Copy the lines below word for word, skipping any image.

== Point-per-instance localization data ==
▶

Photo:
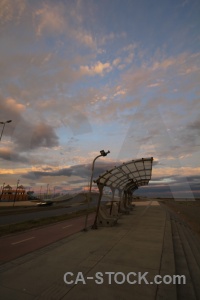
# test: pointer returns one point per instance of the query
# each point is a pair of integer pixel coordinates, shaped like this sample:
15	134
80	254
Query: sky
80	76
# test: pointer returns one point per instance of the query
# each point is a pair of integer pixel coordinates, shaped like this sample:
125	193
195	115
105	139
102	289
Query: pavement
102	263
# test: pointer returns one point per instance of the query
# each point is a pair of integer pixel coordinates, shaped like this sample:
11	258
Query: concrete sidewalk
141	242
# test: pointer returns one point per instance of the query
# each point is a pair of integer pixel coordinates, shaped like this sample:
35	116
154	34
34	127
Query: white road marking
23	240
67	226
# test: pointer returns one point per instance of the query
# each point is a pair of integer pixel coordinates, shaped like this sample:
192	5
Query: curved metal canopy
128	176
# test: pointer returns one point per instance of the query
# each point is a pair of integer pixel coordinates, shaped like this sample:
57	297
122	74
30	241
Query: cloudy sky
79	76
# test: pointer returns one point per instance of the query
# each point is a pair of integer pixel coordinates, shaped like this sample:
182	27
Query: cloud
11	10
35	136
98	69
10	155
80	171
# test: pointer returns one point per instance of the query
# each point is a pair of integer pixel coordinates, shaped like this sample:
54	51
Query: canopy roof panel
128	176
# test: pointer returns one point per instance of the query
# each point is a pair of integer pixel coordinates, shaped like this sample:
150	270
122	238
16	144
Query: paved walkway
141	242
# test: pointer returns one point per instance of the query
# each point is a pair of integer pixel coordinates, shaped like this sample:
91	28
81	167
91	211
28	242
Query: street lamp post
103	153
2	190
4	124
16	192
47	190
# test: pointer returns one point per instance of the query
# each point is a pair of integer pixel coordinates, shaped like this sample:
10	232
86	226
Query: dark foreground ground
188	211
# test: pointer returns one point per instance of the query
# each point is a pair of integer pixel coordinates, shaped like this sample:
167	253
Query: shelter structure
125	178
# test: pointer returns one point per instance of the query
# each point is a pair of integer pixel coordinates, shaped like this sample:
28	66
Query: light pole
2	190
103	153
47	190
16	192
4	124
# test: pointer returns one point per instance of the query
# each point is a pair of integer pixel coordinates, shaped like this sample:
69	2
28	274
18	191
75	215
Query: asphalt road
18	218
20	244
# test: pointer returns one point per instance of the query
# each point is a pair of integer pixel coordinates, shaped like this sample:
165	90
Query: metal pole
2	190
2	130
16	192
103	153
89	195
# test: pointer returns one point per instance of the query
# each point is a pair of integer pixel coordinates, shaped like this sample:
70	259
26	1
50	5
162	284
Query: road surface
20	244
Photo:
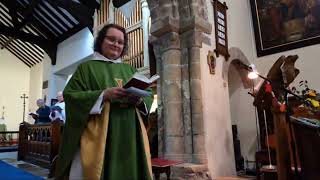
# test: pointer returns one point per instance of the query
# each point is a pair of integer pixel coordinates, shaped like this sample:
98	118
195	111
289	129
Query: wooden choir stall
272	108
39	144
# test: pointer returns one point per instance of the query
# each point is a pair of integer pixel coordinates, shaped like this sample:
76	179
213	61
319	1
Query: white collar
100	57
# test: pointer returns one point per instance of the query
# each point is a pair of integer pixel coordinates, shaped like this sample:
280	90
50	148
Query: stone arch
236	55
243	125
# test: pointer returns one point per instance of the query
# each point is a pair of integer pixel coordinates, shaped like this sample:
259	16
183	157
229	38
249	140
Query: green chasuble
125	156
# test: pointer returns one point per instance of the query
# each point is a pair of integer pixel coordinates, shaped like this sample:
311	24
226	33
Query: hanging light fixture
253	74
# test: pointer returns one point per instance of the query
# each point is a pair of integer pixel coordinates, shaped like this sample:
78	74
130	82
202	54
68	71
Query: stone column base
190	171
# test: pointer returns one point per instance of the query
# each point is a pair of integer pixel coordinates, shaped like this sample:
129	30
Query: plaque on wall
220	23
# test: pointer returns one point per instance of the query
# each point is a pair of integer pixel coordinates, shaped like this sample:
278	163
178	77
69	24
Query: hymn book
138	83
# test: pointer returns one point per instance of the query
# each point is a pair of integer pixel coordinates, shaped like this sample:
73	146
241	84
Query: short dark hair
101	35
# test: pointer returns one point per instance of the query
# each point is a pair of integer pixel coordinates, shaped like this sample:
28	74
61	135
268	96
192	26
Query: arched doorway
244	127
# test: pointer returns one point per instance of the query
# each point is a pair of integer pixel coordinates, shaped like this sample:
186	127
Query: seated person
56	114
42	114
58	110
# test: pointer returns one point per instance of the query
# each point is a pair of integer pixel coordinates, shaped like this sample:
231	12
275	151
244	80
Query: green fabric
124	139
3	127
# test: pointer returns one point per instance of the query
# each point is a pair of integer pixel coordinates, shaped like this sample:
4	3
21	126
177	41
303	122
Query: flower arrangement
312	96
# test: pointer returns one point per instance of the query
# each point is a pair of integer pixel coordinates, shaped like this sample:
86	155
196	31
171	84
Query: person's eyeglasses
114	40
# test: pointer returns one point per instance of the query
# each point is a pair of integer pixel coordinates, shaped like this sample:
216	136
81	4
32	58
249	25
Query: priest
104	135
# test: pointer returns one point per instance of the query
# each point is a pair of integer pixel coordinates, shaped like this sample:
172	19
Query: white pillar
145	27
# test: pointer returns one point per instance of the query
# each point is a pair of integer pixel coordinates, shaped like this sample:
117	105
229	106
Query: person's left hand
134	100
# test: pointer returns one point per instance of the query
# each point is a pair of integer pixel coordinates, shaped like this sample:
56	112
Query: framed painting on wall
282	25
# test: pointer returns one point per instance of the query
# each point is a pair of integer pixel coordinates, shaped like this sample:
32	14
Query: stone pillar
177	28
145	27
193	23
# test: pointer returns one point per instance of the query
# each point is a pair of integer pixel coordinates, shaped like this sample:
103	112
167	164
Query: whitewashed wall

◀

== FINISHED TASK ==
Photo:
# test: pointer returns one point per instance of the query
# each point is a pair of integer pixel coordinates, shaped like this sample:
15	134
80	254
Query: sky
80	76
# test: pointer returns one point per instance of the query
# each point is a pair of integer pixel coordinates, shaped like this sample:
125	193
195	115
105	139
102	289
Query: pavement
102	263
# test: pointer returns one point per instance of the query
# each point is a pair of integer pixel coordinates, shaped like this sample:
11	258
Query: concrete sidewalk
141	242
# test: pointer returns one point per instance of the query
# each point is a pair of integer pixel coordinates, shaped like this sample:
35	116
154	34
34	127
Query: white road marking
23	240
67	226
# test: pointer returns one point per instance of the query
# each point is a pair of integer pixel coordinates, shaped like this sample:
192	5
Query: curved metal canopy
128	176
# test: pointer returns one point per instance of the query
# each point is a pair of integer pixel coordinates, shaped like this sample:
57	297
122	74
30	241
Query: cloudy sky
79	76
# test: pointer returns one point per instance of the query
# each point is a pair of integer pixel coordinates, shaped like this sample:
182	27
Query: cloud
11	10
35	136
98	69
10	155
80	171
# test: pointer returns one point per instance of the query
# each point is a pair of integer pixel coordinates, shaped like this sample:
54	51
Query: canopy roof panel
128	176
# test: pointer returns one point per instance of the query
# each point is a pair of integer pixel coordinates, shaped like this sample:
150	270
122	238
16	144
Query: paved walkway
141	242
# test: pointer returns one point per instance of the query
# each point is a pair of integer pixel coordinates, shaped like this sample:
91	28
81	167
91	211
28	242
Query: street lamp post
103	153
2	190
4	124
16	192
47	190
# test: pointer returns one point per instance of the query
# each point is a pair of integer pixel coordinates, shaped like this sample:
10	232
86	226
Query: dark foreground ground
188	211
# test: pointer returns one point per instance of the query
# each point is a pair of integer pixel coordinates, shaped like this sample:
167	253
Query: shelter structure
125	178
# test: pointer returns one point per instance of the query
# each point is a pair of integer pixel coordinates, shaped like this sample:
28	66
Query: light pole
2	190
103	153
47	190
16	192
4	124
# test: pointer returns one point per instance of the query
# each point is a pair of integer pixel coordinates, shaped like this sample:
69	2
28	274
18	191
75	215
Query: asphalt road
18	218
20	244
# test: pointer returns one point per instance of the query
# each point is a pair of integer pixel coordinates, shaped like this sample:
165	90
Query: metal pole
2	190
2	130
16	192
103	153
89	195
# test: pointer returns one point per instance of the query
# each point is a pair of integer pixel coordinates, shaped like this sample:
70	259
26	1
50	5
162	284
Query: road surface
20	244
Photo:
# test: pointer returns one point per instance of the query
# each point is a pair of integer pixel coordinates, shaped like this sample:
98	118
195	111
289	129
Query: wooden choir stall
272	108
39	144
# test: pointer returns one point per instance of the query
# each point is a pair of integer pixel coordinates, shaped like this sample:
76	179
213	61
319	1
Query: white collar
100	57
# test: pointer returns one point per instance of the query
# each point is a pair of integer pixel coordinates, shaped like this sample:
280	90
50	148
Query: stone arch
236	55
243	125
# test: pointer returns one point per instance of the query
# each point is a pair of integer pixel coordinates, shaped like this sample:
259	16
183	157
229	38
249	140
Query: green chasuble
125	156
# test: pointer returns one point per instance of the query
# each point is a pair of integer pixel coordinates, shaped like this sample:
311	24
226	33
Query: hanging light fixture
253	74
# test: pointer returns one point per instance of the query
# each point is a pair of integer pixel coordinates, shaped like this sample:
78	74
130	82
202	54
68	71
Query: stone column base
190	171
# test: pointer returns one point per instance of the query
# each point is a pair of integer pixel coordinates, shaped like this sample:
129	30
Query: plaque on wall
220	23
# test: pointer returns one point per instance of the query
# each point is a pair of integer pixel coordinates, shaped like this sample:
278	163
178	77
69	24
Query: hymn book
138	83
# test: pointer returns one point per instance of the query
# each point is a pair of integer pixel coordinates, shaped like this sample:
73	146
241	84
Query: short dark hair
101	35
# test: pointer returns one point per instance of the query
# each point is a pair of integer pixel coordinates, shaped like this sample:
28	74
61	135
268	96
192	26
Query: arched doorway
244	127
# test: pointer returns one point per instance of the query
# each point is a pair of integer pixel coordinates, shaped like this sample:
186	127
Query: seated person
56	114
42	114
58	110
# test: pointer returns one point per instance of the query
# each point is a pair of integer pixel coordinates, shaped like this sample:
231	12
275	151
244	80
Query: green fabric
124	139
3	127
# test: pointer returns one point per instance of the query
# each point is a pair of integer pixel coordinates, shaped like this sample:
4	3
21	126
177	41
303	122
Query: flower arrangement
312	96
# test: pointer returns one point per instance of the query
# each point is a pair of integer pixel coordinates, shaped like this sample:
86	155
196	31
171	84
Query: person's eyeglasses
114	40
# test: pointer returns one point per instance of the query
# each point is a pair of integer pixel coordinates, shaped like this sample:
216	136
81	4
32	58
249	25
Query: priest
104	135
# test: pointer returns one point per instance of the query
# each point is a pair of integer pixel coordinates, shaped like this sample:
172	19
Query: white pillar
145	27
# test: pointer returns one point per instance of the query
# each point is a pair of integer pixel coordinates, shaped like this sample:
117	105
229	106
Query: person's left hand
134	100
# test: pointer returns one point per instance of the query
# each point is a pair of integer pixel coordinates, shaped like this sample:
56	112
Query: framed painting on wall
282	25
# test: pointer returns one point per instance of the query
# each point is a pair of integer pixel coordinates, shaped like this sample:
32	14
Query: stone pillar
177	28
145	27
193	23
# test: pointer returns one point per instance of the query
# each point is a pair of integer pixel coordinates, shaped like this sample:
103	112
167	164
Query: whitewashed wall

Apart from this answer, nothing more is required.